● Work request
Set down exactly the lines below, from the one containing "Ground wooden deck" through the final line, and include no others.
• • • • •
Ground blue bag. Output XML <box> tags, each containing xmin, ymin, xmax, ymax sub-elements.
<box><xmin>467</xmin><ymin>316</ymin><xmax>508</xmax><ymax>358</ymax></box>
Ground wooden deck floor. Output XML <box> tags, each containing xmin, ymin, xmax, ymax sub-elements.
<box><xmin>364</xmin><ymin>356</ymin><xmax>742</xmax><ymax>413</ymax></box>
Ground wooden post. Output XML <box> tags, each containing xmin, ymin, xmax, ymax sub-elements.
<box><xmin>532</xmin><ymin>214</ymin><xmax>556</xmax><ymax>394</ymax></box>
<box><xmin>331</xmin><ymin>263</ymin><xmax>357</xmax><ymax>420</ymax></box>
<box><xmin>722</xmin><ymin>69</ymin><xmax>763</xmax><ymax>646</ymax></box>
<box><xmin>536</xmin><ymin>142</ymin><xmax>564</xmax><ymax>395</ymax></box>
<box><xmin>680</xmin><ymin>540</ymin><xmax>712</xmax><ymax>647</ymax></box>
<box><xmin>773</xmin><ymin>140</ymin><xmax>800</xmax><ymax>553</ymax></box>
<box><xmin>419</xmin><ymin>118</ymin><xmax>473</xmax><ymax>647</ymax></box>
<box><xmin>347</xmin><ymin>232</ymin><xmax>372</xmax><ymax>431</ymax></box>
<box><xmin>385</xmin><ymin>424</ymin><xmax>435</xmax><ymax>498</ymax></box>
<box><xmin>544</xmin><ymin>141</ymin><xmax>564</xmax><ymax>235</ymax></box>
• • • • •
● Result for this task
Ground wooden deck floor. Output XML <box> tags, each containing xmin, ymin, xmax, ymax sub-elements.
<box><xmin>364</xmin><ymin>356</ymin><xmax>742</xmax><ymax>413</ymax></box>
Ground wooden post. Output XML <box> tags, each containing xmin, ymin, xmax, ymax sub-elements.
<box><xmin>532</xmin><ymin>214</ymin><xmax>556</xmax><ymax>394</ymax></box>
<box><xmin>331</xmin><ymin>263</ymin><xmax>357</xmax><ymax>420</ymax></box>
<box><xmin>722</xmin><ymin>69</ymin><xmax>763</xmax><ymax>646</ymax></box>
<box><xmin>536</xmin><ymin>142</ymin><xmax>564</xmax><ymax>395</ymax></box>
<box><xmin>680</xmin><ymin>540</ymin><xmax>712</xmax><ymax>647</ymax></box>
<box><xmin>773</xmin><ymin>140</ymin><xmax>800</xmax><ymax>553</ymax></box>
<box><xmin>419</xmin><ymin>118</ymin><xmax>473</xmax><ymax>647</ymax></box>
<box><xmin>347</xmin><ymin>232</ymin><xmax>372</xmax><ymax>431</ymax></box>
<box><xmin>385</xmin><ymin>424</ymin><xmax>435</xmax><ymax>498</ymax></box>
<box><xmin>544</xmin><ymin>141</ymin><xmax>564</xmax><ymax>235</ymax></box>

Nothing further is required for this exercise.